[Stored data entries]
■ ■ ■ ■

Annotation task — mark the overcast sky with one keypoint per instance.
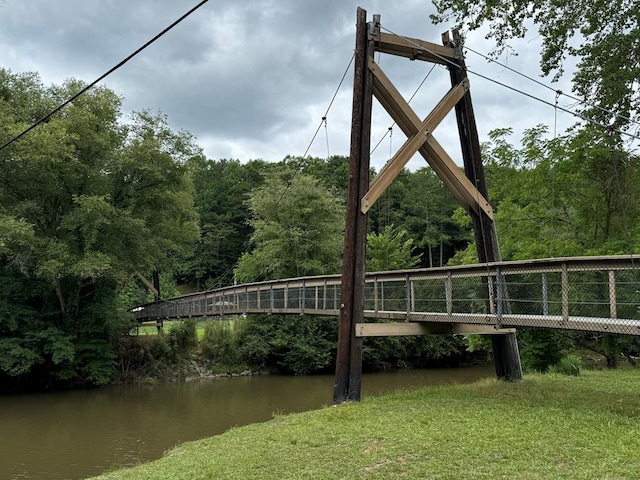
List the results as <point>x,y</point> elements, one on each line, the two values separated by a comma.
<point>253,78</point>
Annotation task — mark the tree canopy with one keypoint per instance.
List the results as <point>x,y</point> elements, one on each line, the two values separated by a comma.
<point>603,36</point>
<point>297,229</point>
<point>86,201</point>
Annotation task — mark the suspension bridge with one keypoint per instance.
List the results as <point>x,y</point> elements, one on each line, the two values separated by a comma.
<point>598,294</point>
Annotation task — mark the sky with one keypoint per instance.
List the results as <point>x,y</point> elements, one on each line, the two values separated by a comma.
<point>253,78</point>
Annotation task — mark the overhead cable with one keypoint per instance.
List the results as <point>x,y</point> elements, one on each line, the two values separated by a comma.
<point>101,77</point>
<point>521,92</point>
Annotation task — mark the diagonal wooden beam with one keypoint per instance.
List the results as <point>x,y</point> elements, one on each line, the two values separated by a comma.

■ ■ ■ ■

**Exercise instructions:** Compute the number of lines in the entries above that hold the word "Annotation"; the answer must contain nothing else.

**Solution to the exercise:** 6